§ **입력 기록**:

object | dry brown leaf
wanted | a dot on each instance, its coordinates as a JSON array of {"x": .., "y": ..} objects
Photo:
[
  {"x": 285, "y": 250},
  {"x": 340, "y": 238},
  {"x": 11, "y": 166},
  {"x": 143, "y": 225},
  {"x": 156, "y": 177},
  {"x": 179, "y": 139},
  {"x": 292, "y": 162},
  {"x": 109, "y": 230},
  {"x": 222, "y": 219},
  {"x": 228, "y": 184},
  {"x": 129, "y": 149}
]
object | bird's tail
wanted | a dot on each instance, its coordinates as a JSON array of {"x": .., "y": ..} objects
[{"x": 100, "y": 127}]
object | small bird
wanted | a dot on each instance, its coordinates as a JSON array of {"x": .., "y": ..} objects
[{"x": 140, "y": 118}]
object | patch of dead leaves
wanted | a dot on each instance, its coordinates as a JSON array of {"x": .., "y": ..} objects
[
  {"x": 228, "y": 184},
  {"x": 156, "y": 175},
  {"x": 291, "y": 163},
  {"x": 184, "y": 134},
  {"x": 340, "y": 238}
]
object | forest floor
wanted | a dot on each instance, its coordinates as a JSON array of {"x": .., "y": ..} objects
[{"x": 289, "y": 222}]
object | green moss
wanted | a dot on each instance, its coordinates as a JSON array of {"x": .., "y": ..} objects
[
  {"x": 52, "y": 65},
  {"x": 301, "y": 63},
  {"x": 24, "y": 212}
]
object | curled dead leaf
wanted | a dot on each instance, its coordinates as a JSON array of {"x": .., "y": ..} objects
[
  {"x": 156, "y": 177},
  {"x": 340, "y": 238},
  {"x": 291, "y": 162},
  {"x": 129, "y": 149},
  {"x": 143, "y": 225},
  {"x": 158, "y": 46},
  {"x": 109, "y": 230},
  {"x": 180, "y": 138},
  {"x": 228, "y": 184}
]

§ **짧은 문제**: "object | green moss"이 있는 줄부터 기록의 마지막 줄까지(양 끝 포함) 다시 쓰되, "curled"를 "rolled"로 바꾸고 나머지는 그대로 두세요.

§ **서술형 답안**:
object | green moss
wanted | a dot on each instance, its coordinates as a JSON array of {"x": .., "y": ..} objects
[
  {"x": 52, "y": 65},
  {"x": 301, "y": 63},
  {"x": 24, "y": 212}
]
object | rolled dead leaf
wanted | a dot on each instance, its coordinates as a JSON array of {"x": .., "y": ..} objects
[
  {"x": 156, "y": 177},
  {"x": 340, "y": 238},
  {"x": 291, "y": 162},
  {"x": 129, "y": 149},
  {"x": 143, "y": 225},
  {"x": 158, "y": 46},
  {"x": 109, "y": 230},
  {"x": 180, "y": 138},
  {"x": 228, "y": 184}
]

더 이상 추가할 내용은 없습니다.